→ **STATED TASK**: Reproduce, with no changes, everything in the data from the line containing "<item>distant mountain range</item>" down to the last line of the data, including both of those lines.

__________

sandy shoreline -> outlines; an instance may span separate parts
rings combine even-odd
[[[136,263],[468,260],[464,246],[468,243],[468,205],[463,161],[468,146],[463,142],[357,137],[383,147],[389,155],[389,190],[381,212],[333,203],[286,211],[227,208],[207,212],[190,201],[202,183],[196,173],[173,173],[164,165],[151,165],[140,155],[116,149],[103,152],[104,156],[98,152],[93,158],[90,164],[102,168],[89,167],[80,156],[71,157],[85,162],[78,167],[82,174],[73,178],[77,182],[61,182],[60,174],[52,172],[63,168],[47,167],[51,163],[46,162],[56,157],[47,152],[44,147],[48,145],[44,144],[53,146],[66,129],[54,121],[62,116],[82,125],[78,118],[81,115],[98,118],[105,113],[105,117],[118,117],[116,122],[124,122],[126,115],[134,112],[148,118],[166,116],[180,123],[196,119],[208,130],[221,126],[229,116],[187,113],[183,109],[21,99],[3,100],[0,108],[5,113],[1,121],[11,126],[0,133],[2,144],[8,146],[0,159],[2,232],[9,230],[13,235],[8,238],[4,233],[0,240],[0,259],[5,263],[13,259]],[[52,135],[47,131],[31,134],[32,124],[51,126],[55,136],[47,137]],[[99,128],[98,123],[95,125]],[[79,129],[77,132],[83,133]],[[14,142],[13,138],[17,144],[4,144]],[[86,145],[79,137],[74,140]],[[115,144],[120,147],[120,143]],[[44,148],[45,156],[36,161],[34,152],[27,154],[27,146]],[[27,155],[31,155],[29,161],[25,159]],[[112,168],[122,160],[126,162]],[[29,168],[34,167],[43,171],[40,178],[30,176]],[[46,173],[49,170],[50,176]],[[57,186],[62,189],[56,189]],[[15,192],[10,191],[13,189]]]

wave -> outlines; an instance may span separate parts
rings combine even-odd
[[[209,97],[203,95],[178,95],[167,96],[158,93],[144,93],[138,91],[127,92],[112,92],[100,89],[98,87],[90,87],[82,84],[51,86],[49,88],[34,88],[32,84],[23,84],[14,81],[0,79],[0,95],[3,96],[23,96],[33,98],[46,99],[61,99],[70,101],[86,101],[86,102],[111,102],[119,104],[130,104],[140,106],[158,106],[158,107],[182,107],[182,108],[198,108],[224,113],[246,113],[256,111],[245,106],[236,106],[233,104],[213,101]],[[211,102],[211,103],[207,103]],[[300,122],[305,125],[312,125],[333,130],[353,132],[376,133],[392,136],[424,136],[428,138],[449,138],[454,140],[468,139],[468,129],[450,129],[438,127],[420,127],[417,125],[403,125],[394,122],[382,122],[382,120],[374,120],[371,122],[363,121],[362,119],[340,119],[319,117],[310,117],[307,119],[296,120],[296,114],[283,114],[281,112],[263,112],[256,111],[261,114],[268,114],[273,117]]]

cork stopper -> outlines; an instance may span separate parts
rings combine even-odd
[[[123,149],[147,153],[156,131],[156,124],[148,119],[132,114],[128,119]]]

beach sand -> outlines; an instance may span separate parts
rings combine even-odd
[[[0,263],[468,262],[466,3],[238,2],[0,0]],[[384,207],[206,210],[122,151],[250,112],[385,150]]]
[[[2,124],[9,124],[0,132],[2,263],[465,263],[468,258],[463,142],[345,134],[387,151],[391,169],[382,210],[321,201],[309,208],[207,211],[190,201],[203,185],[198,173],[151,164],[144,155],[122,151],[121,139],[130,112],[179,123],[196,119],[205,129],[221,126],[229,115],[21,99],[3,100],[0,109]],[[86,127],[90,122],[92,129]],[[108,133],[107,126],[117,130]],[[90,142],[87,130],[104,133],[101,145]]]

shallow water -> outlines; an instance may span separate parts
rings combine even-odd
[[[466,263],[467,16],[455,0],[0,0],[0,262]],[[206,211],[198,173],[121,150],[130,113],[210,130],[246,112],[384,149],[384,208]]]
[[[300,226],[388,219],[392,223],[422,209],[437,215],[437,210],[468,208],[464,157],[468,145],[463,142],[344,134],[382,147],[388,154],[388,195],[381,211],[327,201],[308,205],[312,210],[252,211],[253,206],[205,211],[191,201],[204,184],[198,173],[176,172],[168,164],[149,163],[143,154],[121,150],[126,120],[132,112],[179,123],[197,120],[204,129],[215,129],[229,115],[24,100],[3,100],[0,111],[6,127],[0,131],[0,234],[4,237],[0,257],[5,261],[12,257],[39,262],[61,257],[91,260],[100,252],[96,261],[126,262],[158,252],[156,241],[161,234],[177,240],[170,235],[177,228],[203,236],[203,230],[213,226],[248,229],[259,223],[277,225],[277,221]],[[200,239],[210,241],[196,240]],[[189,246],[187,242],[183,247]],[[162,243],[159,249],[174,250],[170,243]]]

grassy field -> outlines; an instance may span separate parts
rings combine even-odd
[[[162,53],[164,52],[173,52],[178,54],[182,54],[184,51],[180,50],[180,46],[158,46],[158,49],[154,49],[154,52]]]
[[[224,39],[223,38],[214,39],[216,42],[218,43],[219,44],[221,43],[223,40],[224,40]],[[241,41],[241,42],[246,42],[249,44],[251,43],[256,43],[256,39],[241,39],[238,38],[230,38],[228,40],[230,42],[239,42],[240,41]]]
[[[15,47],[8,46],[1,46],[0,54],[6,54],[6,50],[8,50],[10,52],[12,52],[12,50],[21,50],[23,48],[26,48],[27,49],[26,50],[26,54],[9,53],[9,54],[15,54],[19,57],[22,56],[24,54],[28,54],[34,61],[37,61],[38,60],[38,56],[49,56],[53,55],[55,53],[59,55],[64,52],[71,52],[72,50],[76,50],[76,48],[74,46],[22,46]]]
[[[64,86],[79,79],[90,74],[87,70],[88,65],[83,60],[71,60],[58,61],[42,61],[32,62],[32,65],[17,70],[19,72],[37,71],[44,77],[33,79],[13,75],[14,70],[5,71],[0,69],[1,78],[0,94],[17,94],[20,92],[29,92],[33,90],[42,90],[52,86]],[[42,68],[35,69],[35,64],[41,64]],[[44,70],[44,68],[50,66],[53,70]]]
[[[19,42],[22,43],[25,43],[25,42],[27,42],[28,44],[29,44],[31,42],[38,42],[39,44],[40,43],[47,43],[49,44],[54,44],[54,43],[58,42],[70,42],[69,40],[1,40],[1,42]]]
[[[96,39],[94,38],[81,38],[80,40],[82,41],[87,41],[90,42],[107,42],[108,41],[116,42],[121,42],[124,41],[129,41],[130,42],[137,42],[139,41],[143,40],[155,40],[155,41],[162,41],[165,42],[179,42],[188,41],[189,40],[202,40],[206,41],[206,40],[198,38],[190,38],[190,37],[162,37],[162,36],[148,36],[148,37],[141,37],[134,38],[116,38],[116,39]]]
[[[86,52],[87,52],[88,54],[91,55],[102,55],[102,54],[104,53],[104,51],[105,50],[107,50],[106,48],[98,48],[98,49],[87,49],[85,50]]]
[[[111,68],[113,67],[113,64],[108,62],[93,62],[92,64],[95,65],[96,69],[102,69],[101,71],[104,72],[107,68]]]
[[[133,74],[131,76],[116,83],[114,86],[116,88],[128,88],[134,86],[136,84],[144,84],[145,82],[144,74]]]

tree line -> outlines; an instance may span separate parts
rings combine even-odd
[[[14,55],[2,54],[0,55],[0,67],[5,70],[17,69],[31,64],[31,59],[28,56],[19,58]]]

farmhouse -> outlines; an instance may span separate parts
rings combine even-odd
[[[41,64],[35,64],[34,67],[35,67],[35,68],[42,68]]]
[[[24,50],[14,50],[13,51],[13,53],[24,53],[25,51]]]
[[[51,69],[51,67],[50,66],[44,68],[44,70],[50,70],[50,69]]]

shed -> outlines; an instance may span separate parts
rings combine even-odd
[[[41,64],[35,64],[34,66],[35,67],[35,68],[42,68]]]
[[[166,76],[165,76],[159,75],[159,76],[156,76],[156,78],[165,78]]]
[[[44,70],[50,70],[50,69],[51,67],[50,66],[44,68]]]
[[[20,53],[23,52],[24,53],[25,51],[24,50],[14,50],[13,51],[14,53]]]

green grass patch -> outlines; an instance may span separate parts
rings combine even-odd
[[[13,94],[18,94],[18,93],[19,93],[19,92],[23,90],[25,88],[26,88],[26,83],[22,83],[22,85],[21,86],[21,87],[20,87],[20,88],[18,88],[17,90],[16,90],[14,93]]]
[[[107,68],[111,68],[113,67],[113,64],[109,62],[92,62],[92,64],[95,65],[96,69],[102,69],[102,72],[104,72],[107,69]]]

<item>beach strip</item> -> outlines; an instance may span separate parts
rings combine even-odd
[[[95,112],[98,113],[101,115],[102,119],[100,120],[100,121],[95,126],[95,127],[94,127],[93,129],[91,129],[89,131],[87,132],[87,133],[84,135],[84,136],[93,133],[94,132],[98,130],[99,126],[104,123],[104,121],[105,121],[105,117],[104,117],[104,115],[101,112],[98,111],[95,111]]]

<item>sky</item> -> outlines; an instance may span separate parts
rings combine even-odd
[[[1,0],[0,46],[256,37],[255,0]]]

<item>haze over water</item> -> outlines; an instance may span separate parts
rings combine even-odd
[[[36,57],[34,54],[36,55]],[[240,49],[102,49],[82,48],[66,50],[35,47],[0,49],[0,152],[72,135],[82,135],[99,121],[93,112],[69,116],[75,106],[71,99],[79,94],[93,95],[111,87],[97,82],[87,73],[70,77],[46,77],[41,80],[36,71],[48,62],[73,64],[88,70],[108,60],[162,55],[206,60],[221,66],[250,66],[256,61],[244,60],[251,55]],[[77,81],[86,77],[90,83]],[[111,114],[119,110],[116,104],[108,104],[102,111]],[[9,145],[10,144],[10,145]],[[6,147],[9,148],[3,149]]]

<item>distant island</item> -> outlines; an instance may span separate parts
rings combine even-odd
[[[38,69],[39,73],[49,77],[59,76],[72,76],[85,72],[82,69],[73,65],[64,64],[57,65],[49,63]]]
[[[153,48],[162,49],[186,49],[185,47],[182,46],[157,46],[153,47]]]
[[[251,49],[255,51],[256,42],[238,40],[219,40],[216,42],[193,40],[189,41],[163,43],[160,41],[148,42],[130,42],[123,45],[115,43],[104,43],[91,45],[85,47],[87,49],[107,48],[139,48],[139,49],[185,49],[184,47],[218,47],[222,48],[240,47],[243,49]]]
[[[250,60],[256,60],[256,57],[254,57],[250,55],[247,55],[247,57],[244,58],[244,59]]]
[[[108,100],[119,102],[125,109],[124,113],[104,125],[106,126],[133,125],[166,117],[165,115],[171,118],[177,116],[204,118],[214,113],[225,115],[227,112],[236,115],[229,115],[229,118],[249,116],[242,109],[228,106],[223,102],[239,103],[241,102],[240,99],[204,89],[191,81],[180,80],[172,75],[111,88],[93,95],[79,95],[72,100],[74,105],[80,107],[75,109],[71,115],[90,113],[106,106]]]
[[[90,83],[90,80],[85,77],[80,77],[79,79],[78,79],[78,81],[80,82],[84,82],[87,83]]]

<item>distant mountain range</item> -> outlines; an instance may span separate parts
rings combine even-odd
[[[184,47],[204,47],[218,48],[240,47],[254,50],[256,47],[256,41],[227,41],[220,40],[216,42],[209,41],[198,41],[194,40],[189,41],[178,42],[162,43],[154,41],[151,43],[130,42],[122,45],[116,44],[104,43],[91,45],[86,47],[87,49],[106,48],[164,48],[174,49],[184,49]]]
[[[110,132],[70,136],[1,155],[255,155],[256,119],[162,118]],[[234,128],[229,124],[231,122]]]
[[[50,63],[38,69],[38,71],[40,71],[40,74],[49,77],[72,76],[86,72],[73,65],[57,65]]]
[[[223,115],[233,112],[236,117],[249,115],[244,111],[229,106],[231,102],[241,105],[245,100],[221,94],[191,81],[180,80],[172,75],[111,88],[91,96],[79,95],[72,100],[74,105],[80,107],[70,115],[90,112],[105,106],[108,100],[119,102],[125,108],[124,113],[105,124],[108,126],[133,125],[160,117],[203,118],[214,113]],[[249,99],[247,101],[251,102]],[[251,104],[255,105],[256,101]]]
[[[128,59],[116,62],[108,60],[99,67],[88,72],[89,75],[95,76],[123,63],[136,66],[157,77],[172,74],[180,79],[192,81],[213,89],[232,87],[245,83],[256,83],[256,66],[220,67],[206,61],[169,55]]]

__________

→ **RESPONSE TO THE EXERCISE**:
<item>distant mountain range</item> -> outlines; an instance may span separate parts
rings combine even-odd
[[[184,47],[204,47],[218,48],[240,47],[254,50],[256,47],[256,41],[227,41],[220,40],[216,42],[209,41],[198,41],[194,40],[189,41],[178,42],[162,43],[154,41],[151,43],[130,42],[122,45],[116,44],[104,43],[91,45],[86,47],[87,49],[106,48],[164,48],[174,49],[184,49]]]
[[[110,132],[70,136],[1,155],[255,155],[256,119],[162,118]],[[234,128],[229,124],[231,122]]]
[[[50,63],[38,69],[38,71],[40,71],[40,74],[49,77],[72,76],[86,72],[73,65],[57,65]]]
[[[223,115],[233,112],[236,117],[249,115],[244,111],[229,106],[231,102],[241,105],[245,100],[221,94],[191,81],[180,80],[172,75],[111,88],[91,96],[79,95],[72,100],[74,105],[80,107],[70,115],[90,112],[105,106],[108,100],[119,102],[125,108],[124,113],[105,124],[108,126],[133,125],[160,117],[203,118],[214,113]],[[249,99],[247,101],[251,102]],[[251,104],[255,105],[256,101]]]
[[[128,59],[116,62],[108,60],[99,67],[88,72],[89,75],[95,76],[123,63],[136,66],[157,77],[172,74],[180,79],[192,81],[213,89],[232,87],[245,83],[256,83],[256,66],[220,67],[206,61],[169,55]]]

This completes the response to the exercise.